Provided material -
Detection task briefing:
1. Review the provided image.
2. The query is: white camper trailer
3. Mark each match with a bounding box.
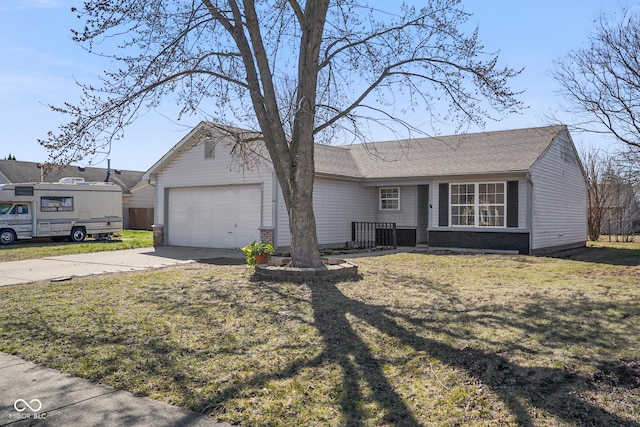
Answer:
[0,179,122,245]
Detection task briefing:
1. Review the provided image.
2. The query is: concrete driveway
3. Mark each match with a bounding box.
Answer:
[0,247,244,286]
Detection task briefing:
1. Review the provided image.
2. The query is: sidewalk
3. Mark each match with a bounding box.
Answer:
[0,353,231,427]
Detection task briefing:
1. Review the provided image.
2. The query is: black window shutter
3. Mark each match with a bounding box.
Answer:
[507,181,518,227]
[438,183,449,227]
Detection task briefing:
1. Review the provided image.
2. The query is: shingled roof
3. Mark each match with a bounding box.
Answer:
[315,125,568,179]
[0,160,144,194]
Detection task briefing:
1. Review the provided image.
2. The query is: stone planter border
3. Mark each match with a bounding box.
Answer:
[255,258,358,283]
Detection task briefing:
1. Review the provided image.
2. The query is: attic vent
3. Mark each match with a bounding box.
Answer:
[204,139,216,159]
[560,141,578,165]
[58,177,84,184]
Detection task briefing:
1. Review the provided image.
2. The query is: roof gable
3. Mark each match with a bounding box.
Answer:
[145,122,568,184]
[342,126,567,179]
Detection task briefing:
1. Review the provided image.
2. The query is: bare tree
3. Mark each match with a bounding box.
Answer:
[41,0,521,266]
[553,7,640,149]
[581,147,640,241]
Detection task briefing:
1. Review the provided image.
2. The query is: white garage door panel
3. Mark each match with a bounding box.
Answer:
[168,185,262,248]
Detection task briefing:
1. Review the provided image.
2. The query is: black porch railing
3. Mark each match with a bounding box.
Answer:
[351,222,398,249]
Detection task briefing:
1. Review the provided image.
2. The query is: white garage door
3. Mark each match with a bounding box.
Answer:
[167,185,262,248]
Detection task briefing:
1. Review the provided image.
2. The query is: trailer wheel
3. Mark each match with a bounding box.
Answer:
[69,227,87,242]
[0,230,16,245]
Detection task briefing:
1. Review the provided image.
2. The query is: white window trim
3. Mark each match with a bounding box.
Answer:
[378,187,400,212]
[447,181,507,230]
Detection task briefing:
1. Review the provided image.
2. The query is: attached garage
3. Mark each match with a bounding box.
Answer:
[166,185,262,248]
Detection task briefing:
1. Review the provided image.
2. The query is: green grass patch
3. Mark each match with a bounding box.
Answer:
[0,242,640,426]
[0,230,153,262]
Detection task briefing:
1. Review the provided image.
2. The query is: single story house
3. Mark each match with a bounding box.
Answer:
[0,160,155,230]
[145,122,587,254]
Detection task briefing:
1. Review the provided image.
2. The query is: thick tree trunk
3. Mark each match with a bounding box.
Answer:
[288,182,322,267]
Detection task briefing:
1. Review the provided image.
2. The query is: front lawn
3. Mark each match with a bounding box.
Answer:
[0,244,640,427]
---
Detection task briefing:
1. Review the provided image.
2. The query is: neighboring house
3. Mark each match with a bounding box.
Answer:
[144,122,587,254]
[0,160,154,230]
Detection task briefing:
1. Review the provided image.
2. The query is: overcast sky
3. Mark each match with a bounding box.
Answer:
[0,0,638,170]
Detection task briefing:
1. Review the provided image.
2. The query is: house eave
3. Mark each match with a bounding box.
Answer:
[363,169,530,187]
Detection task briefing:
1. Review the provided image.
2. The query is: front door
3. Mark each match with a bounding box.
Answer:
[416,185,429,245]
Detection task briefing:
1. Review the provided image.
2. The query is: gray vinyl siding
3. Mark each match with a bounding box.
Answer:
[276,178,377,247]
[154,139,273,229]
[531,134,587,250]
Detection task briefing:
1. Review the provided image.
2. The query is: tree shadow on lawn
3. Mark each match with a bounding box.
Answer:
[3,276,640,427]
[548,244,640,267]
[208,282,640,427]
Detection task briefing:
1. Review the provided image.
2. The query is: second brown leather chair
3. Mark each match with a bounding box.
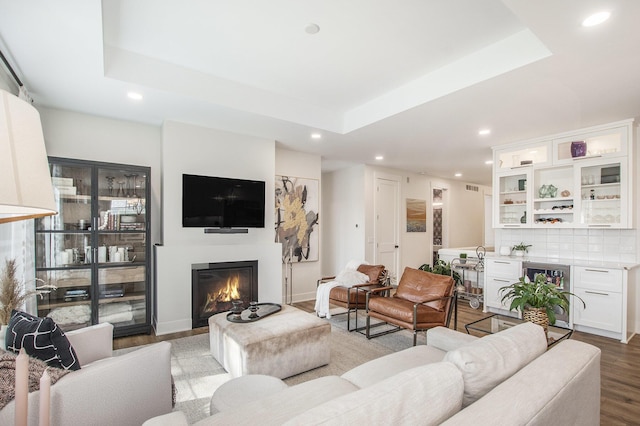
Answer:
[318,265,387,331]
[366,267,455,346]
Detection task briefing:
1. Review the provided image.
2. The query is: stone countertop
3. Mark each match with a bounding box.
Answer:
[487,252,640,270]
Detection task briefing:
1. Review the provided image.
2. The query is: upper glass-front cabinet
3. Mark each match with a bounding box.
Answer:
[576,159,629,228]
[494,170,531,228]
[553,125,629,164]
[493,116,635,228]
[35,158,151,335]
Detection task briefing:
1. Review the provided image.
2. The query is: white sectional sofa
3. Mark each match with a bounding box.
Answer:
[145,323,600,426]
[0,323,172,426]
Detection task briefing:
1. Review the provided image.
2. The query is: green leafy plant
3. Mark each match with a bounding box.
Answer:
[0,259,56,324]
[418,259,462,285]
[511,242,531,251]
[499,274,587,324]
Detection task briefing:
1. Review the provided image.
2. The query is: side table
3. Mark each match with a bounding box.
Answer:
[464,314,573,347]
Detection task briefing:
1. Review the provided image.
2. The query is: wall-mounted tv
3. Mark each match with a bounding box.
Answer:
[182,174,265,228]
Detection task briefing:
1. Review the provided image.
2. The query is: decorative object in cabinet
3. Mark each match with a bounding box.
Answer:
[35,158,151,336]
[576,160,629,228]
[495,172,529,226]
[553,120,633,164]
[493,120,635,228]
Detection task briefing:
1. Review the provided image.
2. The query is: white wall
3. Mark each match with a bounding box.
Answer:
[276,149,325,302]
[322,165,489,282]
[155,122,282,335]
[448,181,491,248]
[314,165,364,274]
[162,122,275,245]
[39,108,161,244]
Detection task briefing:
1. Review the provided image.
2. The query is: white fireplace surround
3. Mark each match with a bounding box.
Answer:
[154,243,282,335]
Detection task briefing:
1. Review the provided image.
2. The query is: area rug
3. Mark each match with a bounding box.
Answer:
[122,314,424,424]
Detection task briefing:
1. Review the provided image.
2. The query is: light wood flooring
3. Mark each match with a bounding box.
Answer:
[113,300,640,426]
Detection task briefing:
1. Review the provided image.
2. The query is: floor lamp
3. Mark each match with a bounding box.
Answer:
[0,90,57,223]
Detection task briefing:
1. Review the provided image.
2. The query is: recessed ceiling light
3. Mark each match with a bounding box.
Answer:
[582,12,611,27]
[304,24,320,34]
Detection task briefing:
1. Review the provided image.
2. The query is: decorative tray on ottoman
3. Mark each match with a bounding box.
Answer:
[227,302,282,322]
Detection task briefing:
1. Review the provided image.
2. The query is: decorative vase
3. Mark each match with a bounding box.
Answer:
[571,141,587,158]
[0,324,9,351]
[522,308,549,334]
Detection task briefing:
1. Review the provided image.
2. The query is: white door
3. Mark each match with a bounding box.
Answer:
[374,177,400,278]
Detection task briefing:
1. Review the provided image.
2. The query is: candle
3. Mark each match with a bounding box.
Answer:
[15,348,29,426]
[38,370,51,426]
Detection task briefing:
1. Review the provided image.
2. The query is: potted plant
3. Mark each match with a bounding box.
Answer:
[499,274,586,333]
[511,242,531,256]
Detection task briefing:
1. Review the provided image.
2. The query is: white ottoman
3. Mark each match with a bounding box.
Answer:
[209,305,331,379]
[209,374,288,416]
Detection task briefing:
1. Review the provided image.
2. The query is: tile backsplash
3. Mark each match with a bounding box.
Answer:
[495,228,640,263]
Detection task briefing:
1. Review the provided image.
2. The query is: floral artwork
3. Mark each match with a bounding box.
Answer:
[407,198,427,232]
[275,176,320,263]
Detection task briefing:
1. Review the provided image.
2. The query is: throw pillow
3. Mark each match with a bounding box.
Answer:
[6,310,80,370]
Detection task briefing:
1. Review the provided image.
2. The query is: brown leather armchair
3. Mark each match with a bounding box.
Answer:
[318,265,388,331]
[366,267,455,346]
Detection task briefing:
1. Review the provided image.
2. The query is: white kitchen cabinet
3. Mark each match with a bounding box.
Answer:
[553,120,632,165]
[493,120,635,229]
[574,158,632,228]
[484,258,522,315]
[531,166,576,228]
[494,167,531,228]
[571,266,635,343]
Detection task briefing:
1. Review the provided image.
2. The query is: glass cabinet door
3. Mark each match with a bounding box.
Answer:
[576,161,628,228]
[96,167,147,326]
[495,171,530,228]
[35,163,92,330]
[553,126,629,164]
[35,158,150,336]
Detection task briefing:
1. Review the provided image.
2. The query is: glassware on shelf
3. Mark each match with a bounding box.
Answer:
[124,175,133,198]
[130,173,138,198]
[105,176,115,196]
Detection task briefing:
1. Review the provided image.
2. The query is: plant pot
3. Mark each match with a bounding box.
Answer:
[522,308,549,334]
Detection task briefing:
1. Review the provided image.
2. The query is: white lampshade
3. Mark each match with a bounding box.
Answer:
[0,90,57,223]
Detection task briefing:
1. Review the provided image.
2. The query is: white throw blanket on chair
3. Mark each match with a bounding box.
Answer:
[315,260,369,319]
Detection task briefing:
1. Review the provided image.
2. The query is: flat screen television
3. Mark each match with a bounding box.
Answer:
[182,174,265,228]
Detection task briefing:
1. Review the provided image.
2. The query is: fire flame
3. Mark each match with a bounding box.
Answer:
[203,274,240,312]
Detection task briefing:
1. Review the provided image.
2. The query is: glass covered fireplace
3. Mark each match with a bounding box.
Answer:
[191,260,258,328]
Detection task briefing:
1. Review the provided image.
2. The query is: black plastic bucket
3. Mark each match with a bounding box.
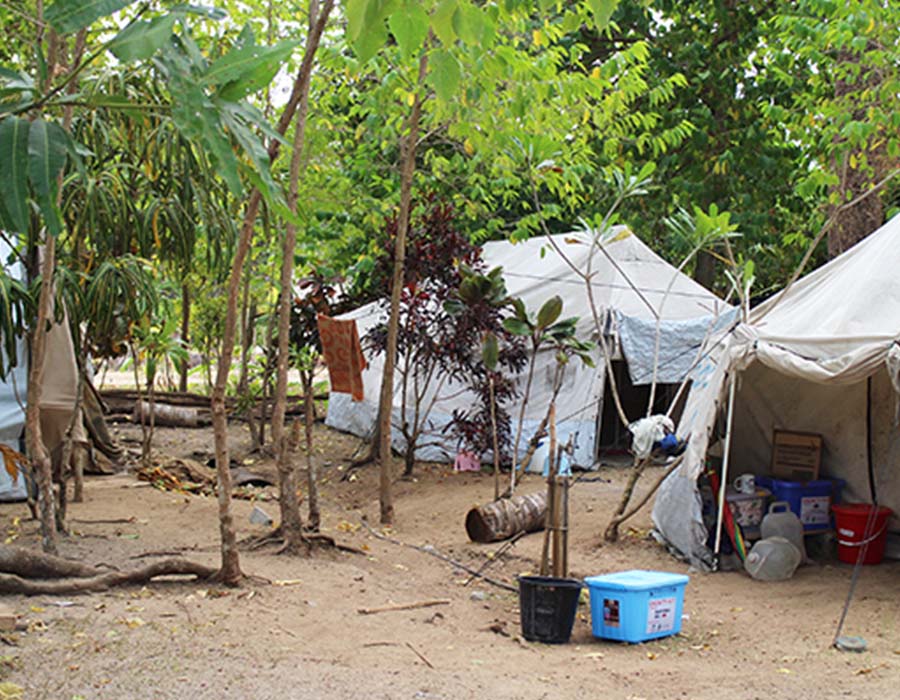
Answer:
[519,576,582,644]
* * *
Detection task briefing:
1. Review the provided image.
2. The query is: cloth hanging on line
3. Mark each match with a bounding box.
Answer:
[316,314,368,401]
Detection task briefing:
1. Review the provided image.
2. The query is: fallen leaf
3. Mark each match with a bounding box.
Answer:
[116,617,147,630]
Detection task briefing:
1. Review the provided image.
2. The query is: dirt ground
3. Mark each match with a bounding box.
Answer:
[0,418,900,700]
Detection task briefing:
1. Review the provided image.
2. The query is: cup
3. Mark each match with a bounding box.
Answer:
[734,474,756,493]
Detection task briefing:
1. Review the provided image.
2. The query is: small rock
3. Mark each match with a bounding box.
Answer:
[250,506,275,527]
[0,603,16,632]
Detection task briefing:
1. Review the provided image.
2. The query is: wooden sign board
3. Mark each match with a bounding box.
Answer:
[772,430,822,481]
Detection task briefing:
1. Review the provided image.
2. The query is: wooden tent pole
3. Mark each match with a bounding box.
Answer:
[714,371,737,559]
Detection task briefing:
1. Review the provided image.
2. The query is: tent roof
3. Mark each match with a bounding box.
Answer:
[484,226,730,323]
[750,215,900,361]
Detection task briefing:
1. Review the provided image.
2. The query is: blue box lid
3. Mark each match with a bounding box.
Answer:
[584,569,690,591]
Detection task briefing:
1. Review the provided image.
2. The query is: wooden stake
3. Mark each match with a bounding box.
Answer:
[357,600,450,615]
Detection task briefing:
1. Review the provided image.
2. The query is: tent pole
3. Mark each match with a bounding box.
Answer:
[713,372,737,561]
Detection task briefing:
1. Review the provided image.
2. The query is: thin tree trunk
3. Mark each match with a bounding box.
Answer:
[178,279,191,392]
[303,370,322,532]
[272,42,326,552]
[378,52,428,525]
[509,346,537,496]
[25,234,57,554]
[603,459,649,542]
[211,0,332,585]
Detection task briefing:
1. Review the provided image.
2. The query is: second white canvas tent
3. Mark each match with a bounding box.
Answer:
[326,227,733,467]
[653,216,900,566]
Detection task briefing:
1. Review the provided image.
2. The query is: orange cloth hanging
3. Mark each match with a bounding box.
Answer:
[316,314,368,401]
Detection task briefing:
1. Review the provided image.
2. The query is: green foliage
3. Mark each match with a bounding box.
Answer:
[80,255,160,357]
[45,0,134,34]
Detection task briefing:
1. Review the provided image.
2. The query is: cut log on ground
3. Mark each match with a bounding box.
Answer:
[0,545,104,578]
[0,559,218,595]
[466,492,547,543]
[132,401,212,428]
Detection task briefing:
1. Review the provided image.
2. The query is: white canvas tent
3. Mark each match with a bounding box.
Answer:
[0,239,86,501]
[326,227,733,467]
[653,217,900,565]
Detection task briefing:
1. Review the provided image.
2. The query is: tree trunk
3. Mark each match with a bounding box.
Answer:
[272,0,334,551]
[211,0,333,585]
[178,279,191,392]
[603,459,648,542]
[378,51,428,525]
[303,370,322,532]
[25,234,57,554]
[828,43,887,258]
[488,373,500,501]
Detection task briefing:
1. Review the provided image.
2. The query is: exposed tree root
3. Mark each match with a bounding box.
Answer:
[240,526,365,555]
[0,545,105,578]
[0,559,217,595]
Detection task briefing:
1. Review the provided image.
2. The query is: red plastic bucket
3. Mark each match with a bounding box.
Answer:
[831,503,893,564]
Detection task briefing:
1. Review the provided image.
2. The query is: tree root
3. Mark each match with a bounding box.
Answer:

Your instructions -
Report every line in the entries above that contains the word "second", copying each such line in full.

Task output -
2. The query is: second brown leather chair
2. The query is: second white canvas tent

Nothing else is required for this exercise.